*** DATOS PROPORCIONADOS ***

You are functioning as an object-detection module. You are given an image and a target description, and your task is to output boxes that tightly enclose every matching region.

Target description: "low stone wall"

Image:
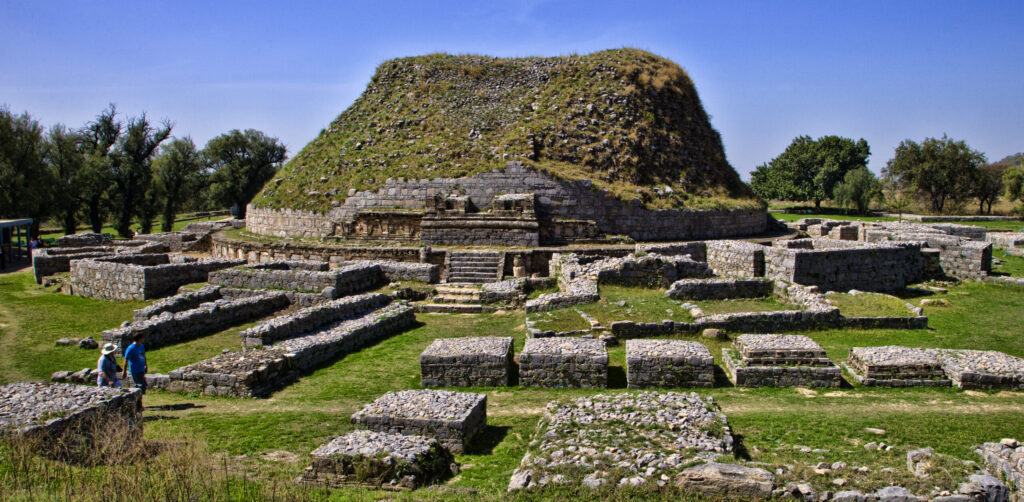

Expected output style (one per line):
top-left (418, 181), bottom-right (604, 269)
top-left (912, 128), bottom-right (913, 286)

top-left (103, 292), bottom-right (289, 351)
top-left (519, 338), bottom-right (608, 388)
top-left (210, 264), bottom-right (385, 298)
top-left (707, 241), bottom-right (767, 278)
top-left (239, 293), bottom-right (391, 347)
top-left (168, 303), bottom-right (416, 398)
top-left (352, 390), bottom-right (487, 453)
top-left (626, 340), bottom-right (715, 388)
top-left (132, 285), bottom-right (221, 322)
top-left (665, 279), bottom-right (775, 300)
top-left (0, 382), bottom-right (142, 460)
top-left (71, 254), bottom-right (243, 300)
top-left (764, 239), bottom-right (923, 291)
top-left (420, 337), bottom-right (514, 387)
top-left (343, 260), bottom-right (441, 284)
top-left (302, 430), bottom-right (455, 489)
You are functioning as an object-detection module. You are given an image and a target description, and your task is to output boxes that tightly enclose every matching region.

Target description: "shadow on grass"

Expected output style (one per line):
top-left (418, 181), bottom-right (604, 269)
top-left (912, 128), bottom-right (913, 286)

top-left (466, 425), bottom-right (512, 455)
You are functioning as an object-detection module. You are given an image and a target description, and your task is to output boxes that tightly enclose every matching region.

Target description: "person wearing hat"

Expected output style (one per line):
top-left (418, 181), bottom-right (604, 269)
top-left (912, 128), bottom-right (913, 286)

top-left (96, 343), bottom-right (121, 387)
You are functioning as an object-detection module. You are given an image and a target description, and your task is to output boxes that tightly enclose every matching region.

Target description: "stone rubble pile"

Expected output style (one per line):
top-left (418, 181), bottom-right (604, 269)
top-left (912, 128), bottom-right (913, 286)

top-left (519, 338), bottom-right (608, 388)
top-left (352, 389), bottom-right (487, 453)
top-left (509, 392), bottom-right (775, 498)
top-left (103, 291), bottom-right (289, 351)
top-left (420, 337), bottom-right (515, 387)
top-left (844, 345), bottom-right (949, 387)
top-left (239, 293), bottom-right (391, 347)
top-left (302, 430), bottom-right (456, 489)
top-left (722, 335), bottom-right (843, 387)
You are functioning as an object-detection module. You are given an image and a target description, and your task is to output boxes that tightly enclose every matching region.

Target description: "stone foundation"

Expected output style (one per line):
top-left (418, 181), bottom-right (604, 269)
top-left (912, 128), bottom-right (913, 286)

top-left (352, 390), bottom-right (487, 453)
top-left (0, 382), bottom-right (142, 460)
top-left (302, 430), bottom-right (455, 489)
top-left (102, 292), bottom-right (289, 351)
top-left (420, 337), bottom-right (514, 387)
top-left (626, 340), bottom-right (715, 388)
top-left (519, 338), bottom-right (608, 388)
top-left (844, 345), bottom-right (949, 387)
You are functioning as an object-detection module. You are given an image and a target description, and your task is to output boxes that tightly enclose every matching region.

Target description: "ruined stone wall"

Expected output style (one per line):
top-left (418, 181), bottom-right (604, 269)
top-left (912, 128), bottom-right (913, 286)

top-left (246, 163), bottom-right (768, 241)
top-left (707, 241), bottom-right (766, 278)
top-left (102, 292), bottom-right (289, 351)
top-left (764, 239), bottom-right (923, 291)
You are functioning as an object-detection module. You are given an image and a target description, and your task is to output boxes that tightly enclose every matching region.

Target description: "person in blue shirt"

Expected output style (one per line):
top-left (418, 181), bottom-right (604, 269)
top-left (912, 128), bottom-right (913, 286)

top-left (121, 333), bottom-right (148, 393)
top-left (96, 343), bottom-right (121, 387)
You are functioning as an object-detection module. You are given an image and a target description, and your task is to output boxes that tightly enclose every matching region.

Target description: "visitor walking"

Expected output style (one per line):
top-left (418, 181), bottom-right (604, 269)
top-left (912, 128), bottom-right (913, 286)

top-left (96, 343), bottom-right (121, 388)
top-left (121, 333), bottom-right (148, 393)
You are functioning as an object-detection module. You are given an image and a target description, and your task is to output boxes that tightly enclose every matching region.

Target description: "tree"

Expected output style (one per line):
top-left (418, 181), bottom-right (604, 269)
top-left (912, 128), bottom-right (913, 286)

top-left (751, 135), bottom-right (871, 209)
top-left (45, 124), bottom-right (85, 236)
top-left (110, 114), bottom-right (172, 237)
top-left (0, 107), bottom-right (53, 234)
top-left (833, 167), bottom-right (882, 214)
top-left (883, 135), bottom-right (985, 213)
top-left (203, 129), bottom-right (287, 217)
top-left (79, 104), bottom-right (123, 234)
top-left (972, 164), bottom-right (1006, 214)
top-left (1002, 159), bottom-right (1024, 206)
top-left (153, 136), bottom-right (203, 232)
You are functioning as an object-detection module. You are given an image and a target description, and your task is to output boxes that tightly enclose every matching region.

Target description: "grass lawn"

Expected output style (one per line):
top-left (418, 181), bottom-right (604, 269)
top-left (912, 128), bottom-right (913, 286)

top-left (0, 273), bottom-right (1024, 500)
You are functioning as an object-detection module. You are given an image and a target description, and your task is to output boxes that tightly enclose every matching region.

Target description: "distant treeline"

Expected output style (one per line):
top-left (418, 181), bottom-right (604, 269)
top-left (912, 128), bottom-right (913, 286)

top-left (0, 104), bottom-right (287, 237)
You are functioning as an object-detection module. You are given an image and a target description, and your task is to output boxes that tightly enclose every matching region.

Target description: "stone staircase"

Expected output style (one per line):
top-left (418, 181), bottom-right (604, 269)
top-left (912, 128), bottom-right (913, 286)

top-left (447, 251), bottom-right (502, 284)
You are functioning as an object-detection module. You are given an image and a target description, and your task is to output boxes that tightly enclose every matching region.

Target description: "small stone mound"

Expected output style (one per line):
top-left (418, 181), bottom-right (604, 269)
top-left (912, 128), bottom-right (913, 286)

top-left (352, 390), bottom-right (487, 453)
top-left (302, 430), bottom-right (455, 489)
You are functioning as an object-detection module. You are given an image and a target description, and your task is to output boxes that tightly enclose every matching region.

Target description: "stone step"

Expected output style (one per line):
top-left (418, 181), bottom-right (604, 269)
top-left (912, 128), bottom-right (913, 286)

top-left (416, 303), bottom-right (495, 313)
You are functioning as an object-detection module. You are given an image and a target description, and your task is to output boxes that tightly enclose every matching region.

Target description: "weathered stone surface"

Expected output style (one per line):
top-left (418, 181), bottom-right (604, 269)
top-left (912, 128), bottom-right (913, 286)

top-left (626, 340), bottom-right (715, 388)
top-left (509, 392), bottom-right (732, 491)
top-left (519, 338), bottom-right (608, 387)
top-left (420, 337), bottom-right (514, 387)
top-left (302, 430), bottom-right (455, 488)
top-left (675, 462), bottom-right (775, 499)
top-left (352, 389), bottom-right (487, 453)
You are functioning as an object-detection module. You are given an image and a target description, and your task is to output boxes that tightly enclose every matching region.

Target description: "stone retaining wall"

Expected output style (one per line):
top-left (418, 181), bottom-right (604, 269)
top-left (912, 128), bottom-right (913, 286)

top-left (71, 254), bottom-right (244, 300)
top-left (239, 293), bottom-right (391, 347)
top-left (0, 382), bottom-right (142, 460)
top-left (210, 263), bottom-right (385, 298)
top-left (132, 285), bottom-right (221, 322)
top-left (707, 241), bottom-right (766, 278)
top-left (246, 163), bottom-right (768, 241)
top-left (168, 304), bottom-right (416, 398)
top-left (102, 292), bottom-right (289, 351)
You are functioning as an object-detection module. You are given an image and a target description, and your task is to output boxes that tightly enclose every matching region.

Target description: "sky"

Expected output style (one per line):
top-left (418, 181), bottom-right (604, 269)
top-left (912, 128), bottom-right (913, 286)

***

» **ENUNCIADO ESCRITO**
Reúne todas las líneas del material que contengan la cadena "grass". Ten en cuenta que se distingue entre mayúsculas y minúsculas.

» **RESULTADO DEL EJERCICIO**
Target description: "shadow on grass"
Target description: "grass lawn"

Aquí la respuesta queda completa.